* Assignment: Only the lines from the one containing "Pick out the arched" through the end of the listing below are to be reproduced, exactly as they stand.

-------------------------

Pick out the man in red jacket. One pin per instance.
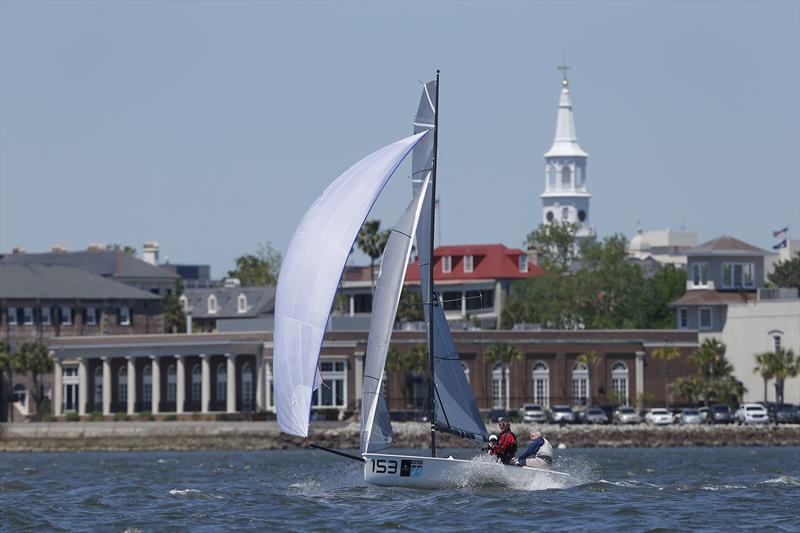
(506, 447)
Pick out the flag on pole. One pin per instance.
(780, 233)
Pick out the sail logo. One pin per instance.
(411, 467)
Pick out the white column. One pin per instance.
(131, 385)
(231, 392)
(180, 393)
(261, 381)
(155, 375)
(206, 391)
(83, 386)
(56, 385)
(106, 386)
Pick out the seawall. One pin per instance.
(142, 436)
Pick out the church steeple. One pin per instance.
(565, 198)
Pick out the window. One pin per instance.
(222, 382)
(91, 316)
(541, 384)
(122, 390)
(124, 316)
(447, 264)
(333, 391)
(705, 318)
(580, 384)
(197, 383)
(500, 386)
(147, 385)
(683, 318)
(619, 382)
(172, 384)
(699, 274)
(468, 260)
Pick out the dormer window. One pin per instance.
(468, 261)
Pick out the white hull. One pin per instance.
(421, 472)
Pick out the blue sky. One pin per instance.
(211, 127)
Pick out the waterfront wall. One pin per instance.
(143, 436)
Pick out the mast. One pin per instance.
(431, 385)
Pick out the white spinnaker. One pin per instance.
(376, 430)
(310, 274)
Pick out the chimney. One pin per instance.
(150, 252)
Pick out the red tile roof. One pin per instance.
(490, 261)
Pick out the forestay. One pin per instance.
(310, 274)
(456, 410)
(376, 429)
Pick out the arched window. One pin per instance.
(500, 386)
(619, 382)
(222, 382)
(197, 383)
(541, 384)
(172, 384)
(98, 387)
(247, 387)
(122, 390)
(580, 383)
(147, 385)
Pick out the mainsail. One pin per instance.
(376, 430)
(310, 274)
(456, 410)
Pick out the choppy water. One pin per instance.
(639, 489)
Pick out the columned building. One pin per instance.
(565, 198)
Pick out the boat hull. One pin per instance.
(421, 472)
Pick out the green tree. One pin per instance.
(502, 352)
(371, 240)
(174, 316)
(555, 244)
(786, 273)
(33, 357)
(259, 269)
(667, 354)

-------------------------

* Exercise result:
Pick out the arched window. One pin per instance.
(500, 386)
(619, 382)
(222, 382)
(197, 383)
(541, 384)
(172, 384)
(98, 387)
(247, 387)
(122, 390)
(580, 383)
(147, 385)
Pick out the mainsail. One pin per instance.
(376, 430)
(310, 274)
(456, 410)
Pick out the choppy water. One pin per instance.
(639, 489)
Pick out the columned building. One pin per instance.
(565, 198)
Pick out the boat hull. One pin per instance.
(421, 472)
Pick out the green tree. One pin per instance.
(502, 352)
(371, 240)
(174, 316)
(555, 244)
(786, 273)
(33, 357)
(259, 269)
(667, 354)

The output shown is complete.